Input for this task
......

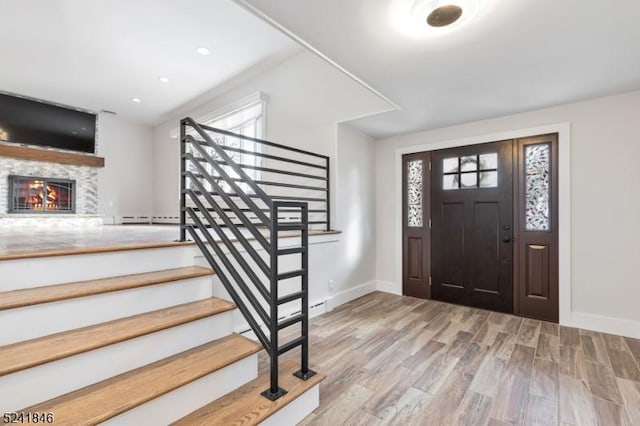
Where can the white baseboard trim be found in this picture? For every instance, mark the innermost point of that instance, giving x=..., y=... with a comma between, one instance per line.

......

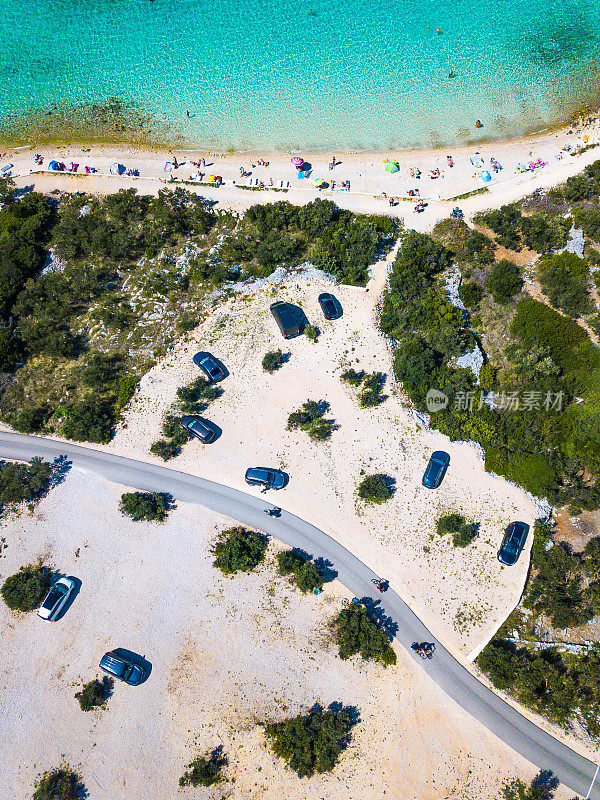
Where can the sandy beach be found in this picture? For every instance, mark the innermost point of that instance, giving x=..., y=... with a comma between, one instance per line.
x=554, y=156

......

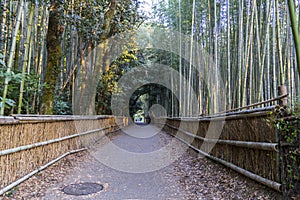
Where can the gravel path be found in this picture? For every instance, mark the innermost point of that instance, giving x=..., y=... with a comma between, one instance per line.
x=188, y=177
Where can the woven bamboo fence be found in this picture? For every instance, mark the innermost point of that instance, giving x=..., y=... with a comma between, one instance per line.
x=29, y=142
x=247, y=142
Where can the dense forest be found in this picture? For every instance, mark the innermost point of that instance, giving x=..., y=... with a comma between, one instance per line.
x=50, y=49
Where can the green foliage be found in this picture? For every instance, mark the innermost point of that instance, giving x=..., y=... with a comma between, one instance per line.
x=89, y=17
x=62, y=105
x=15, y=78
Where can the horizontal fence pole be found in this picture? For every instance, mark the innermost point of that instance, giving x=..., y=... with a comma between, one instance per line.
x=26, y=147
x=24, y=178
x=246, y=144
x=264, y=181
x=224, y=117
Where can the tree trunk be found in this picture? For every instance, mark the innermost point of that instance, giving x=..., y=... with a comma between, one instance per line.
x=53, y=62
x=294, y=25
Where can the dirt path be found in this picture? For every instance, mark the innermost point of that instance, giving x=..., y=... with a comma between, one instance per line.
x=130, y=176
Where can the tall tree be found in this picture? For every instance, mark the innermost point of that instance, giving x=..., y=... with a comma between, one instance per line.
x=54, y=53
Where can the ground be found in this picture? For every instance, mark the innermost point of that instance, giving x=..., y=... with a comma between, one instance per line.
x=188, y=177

......

Task brief
Return each line of the entries above that contains the word "fence", copied in full.

Answer
Where can the woven bamboo fence be found in this picture? For every instance, mark the innermost point of that instance, giving x=..., y=... with a comma between, one instance per line.
Where can the horizontal fence pole be found in this picture? For every instance, mark the innermost point of that instance, giving x=..., y=... with a comma between, one instance per line.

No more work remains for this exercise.